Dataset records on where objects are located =
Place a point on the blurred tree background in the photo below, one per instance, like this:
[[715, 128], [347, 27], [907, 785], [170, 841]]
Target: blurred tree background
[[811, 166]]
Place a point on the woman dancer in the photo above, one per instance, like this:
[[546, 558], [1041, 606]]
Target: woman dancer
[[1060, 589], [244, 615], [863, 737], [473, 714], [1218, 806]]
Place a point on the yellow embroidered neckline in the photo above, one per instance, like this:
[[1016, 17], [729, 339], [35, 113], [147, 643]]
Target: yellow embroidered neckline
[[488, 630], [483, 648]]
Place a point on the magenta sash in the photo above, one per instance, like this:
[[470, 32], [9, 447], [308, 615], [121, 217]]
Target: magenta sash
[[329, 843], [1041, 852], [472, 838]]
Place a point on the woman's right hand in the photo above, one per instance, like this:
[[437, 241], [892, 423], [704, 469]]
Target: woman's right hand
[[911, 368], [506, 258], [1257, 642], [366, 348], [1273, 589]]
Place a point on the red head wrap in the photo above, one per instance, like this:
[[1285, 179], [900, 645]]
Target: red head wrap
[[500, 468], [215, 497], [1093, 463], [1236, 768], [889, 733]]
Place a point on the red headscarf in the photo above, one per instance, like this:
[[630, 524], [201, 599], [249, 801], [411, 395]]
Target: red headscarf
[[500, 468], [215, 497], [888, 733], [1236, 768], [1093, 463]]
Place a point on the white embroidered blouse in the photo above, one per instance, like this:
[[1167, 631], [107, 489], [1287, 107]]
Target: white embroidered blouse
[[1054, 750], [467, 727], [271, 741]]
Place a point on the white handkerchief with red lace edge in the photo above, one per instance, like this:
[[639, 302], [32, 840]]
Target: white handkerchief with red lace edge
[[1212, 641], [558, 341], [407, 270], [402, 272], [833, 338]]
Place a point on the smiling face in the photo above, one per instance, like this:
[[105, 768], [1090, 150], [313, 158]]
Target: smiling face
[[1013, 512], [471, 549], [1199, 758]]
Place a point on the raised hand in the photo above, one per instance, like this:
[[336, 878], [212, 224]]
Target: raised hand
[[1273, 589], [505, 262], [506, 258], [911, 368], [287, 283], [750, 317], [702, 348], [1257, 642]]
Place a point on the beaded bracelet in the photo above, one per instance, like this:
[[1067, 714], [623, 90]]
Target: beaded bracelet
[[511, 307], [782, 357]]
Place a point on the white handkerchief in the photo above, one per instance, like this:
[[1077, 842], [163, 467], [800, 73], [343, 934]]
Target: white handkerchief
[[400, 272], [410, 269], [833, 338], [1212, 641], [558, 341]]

WHAT IS ASKED =
Pull out the lines from the items above, unchanged, taking only the stretch from the line containing "Place a point on the smiling" through the line containing "348], [1257, 642]]", with both of those lines included.

SOLUTION FOR THIS PROBLEM =
Place a point on the smiling face in the photo above, one per instance, like this:
[[105, 768], [1090, 150], [313, 158]]
Target: smiling face
[[1013, 512], [471, 549], [1199, 758]]
Place a point on the raised hand in the photo above, one per instance, like this:
[[336, 878], [212, 224]]
Target: raised hand
[[1273, 589], [505, 262], [506, 258], [911, 368], [287, 283], [750, 317], [702, 348], [1257, 642]]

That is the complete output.